►

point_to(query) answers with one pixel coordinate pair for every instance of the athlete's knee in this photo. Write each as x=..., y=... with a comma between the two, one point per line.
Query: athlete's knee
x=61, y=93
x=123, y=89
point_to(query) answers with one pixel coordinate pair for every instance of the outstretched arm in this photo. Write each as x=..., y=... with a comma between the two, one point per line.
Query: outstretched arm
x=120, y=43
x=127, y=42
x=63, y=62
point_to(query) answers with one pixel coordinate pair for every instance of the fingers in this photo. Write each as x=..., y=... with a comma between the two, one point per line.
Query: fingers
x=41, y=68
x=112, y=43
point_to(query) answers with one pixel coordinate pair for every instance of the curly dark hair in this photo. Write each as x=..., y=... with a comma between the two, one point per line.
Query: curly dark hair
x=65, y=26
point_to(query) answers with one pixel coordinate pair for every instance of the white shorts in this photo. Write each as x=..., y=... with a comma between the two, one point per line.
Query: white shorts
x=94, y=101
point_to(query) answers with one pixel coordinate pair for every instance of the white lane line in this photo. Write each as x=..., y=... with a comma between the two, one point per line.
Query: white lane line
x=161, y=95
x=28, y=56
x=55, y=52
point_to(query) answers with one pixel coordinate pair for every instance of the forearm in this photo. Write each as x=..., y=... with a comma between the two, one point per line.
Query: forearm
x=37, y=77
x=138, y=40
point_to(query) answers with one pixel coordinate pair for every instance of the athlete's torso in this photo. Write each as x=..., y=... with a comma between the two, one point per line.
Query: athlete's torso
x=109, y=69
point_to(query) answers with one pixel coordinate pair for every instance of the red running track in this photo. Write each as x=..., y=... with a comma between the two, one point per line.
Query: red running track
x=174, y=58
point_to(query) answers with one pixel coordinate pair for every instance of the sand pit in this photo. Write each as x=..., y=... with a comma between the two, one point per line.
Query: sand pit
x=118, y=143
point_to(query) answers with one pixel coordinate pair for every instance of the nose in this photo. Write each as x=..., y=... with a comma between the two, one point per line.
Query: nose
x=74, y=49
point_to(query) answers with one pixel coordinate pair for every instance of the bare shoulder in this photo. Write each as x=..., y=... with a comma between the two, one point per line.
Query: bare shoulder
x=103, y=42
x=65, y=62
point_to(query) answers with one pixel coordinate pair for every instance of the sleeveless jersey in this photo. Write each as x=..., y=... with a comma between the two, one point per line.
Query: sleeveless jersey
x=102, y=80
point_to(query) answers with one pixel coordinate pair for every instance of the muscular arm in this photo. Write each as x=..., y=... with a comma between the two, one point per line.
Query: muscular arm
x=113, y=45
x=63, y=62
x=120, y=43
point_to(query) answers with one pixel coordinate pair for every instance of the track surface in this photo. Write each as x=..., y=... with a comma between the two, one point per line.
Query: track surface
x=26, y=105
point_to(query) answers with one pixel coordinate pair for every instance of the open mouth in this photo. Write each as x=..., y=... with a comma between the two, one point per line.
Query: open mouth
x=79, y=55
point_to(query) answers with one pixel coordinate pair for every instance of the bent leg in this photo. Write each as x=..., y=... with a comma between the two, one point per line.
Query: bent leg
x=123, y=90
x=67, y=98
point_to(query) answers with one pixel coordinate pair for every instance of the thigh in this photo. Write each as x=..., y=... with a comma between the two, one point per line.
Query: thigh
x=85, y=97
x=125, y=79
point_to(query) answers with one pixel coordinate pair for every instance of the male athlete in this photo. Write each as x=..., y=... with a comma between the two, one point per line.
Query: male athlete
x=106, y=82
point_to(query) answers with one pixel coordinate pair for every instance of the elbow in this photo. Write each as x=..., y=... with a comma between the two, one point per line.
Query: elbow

◄

In the material, rewrite the lines from the one containing "of the forearm" through the one containing "x=174, y=58", inclusive, replacing "torso" with "upper body" and keeping everything else unchanged.

point_to(query) answers with one pixel coordinate pair for every instance of the forearm in this photo. Write each as x=..., y=... with a comma between the two, one point per line.
Query: forearm
x=37, y=77
x=138, y=40
point_to(query) answers with one pixel coordinate pair for every instance of the athlete's upper body in this photo. Write each as x=..., y=... with a comma between the two, one point per line.
Query: athlete's upper body
x=109, y=69
point_to(query) answers with one pixel coordinate pair for every instance of the red running track in this photo. Write each as x=..., y=... with a comma between the two, one point per line.
Query: red running track
x=174, y=58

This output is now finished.